▸ 任务目标
从条目开头一直到含有“[[[517,383],[300,359],[6,356],[2,785],[521,785]]]”的那一行（首尾两行都算），请把这些行重写一遍，把“wheat field”换成“rice paddy”，其余内容一字不改，图片不要放进答案。

▸ 数据条目

========================================================================

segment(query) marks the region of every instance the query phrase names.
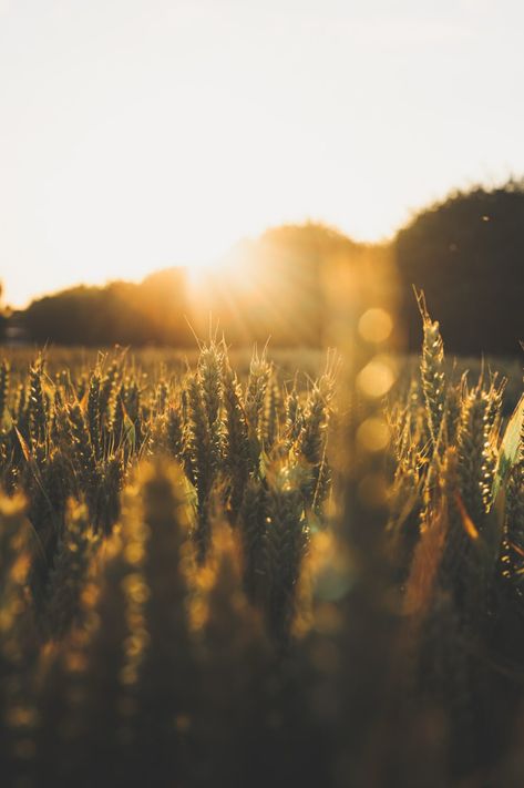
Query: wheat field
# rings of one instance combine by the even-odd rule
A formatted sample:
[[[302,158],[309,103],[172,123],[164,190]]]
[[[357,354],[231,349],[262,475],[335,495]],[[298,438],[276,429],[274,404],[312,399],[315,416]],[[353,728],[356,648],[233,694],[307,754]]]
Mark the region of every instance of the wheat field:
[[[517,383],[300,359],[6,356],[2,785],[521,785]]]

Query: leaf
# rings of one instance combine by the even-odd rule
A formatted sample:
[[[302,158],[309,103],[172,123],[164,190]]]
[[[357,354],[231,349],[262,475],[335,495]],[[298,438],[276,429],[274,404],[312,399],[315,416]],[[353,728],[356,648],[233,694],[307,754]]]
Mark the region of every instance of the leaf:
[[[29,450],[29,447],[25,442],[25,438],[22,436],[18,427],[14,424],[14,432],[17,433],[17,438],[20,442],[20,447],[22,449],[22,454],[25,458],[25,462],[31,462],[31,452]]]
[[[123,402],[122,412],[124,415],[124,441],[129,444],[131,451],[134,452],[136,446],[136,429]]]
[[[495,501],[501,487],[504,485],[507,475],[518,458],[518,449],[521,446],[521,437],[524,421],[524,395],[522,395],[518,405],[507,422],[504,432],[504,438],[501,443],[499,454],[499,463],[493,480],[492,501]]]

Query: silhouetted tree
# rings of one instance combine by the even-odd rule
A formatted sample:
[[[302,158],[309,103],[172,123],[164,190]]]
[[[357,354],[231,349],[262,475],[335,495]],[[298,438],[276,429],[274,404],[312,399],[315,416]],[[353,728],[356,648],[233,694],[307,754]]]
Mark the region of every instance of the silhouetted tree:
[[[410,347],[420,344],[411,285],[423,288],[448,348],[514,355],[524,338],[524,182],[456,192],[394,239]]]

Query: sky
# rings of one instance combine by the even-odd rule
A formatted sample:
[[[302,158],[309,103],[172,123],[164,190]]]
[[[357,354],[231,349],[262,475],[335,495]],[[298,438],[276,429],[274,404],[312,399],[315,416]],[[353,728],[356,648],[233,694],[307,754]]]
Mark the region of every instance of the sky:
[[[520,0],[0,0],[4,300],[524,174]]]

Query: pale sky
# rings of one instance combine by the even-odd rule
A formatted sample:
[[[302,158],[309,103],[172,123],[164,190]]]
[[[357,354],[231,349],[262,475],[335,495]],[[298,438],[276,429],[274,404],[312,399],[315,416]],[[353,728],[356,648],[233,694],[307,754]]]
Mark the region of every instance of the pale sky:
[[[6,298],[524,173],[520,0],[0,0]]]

========================================================================

▸ 本题答案
segment(query) marks the region of every instance the query phrase names.
Query: rice paddy
# rings of one instance combine by the even-odd rule
A formatted sample:
[[[302,158],[309,103],[172,123],[164,190]]]
[[[357,354],[231,349],[262,475],[335,495]],[[298,438],[276,429],[274,404],[312,399],[315,416]],[[353,728],[356,648],[233,694],[307,754]]]
Mark the region of every instance of the rice paddy:
[[[517,383],[300,359],[6,356],[2,785],[521,785]]]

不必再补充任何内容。